— AIM OF THE TASK —
Count the lines in the rows below that contain the string "Target", matching case exactly. Reply with the number only.

----- MATERIALS PROVIDED -----

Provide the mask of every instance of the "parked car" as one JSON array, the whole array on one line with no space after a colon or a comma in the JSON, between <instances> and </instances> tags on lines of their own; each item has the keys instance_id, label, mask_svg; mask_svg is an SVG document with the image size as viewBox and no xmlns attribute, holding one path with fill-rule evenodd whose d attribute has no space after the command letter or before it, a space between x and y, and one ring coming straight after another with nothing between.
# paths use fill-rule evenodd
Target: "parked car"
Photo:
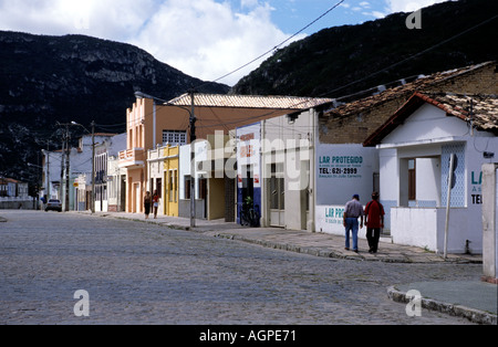
<instances>
[{"instance_id":1,"label":"parked car","mask_svg":"<svg viewBox=\"0 0 498 347\"><path fill-rule=\"evenodd\" d=\"M58 211L62 212L62 203L61 200L50 199L45 207L45 212L48 211Z\"/></svg>"}]
</instances>

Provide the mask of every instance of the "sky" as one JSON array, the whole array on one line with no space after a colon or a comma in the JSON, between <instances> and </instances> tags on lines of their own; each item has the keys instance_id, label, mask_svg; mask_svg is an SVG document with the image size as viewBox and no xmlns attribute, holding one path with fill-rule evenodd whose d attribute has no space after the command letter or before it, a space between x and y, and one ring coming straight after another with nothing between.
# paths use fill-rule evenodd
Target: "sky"
<instances>
[{"instance_id":1,"label":"sky","mask_svg":"<svg viewBox=\"0 0 498 347\"><path fill-rule=\"evenodd\" d=\"M0 30L131 43L190 76L231 86L270 55L229 73L271 52L333 7L287 44L325 28L360 24L445 1L0 0Z\"/></svg>"}]
</instances>

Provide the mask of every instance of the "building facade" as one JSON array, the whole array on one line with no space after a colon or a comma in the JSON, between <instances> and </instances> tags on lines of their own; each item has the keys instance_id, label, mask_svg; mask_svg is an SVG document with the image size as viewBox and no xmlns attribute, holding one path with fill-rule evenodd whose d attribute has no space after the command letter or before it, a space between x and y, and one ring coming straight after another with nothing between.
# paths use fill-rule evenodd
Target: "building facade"
<instances>
[{"instance_id":1,"label":"building facade","mask_svg":"<svg viewBox=\"0 0 498 347\"><path fill-rule=\"evenodd\" d=\"M498 155L497 119L496 96L415 93L369 137L393 242L483 252L481 166Z\"/></svg>"}]
</instances>

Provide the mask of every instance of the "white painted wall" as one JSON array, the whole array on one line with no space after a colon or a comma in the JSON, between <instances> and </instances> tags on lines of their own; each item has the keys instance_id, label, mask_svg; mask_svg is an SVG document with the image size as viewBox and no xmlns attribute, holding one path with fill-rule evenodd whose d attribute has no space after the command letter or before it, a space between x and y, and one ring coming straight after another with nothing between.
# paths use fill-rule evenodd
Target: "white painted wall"
<instances>
[{"instance_id":1,"label":"white painted wall","mask_svg":"<svg viewBox=\"0 0 498 347\"><path fill-rule=\"evenodd\" d=\"M463 253L467 244L471 253L483 252L480 177L481 165L489 160L483 153L494 151L498 156L498 138L484 132L474 130L471 134L466 122L446 116L433 105L419 107L378 146L381 202L386 207L386 229L391 229L393 242L443 252L447 179L443 172L444 166L448 165L447 151L452 146L464 148L464 151L459 153L459 186L452 191L448 252ZM417 158L418 208L391 209L407 206L403 172L408 158ZM423 208L433 199L438 208Z\"/></svg>"}]
</instances>

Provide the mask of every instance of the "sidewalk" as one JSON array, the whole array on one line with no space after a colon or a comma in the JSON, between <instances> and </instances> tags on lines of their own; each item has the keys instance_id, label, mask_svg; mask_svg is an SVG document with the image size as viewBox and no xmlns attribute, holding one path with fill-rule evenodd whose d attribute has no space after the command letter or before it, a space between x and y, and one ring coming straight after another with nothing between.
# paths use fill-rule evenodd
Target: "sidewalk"
<instances>
[{"instance_id":1,"label":"sidewalk","mask_svg":"<svg viewBox=\"0 0 498 347\"><path fill-rule=\"evenodd\" d=\"M83 212L87 213L87 212ZM266 248L298 252L314 256L334 257L354 261L390 263L458 263L481 264L481 255L448 254L447 259L415 246L393 244L387 239L381 240L378 252L370 254L367 242L359 239L360 252L344 250L344 238L326 233L291 231L277 228L245 228L224 220L196 220L190 228L186 218L158 215L145 220L143 214L124 212L95 213L95 215L134 220L164 225L165 228L190 230L214 238L243 241ZM422 307L439 311L449 315L466 317L478 324L497 324L498 285L475 282L424 282L396 285L387 288L391 299L408 303L407 292L415 290L423 293Z\"/></svg>"}]
</instances>

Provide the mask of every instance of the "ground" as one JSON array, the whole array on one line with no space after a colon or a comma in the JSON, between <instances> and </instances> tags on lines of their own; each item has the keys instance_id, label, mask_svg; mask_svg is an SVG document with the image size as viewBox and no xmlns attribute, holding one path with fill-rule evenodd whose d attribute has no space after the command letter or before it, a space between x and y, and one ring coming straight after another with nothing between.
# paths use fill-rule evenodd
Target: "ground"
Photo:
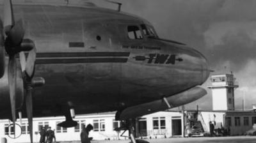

-----

— RESULT OF THE TASK —
6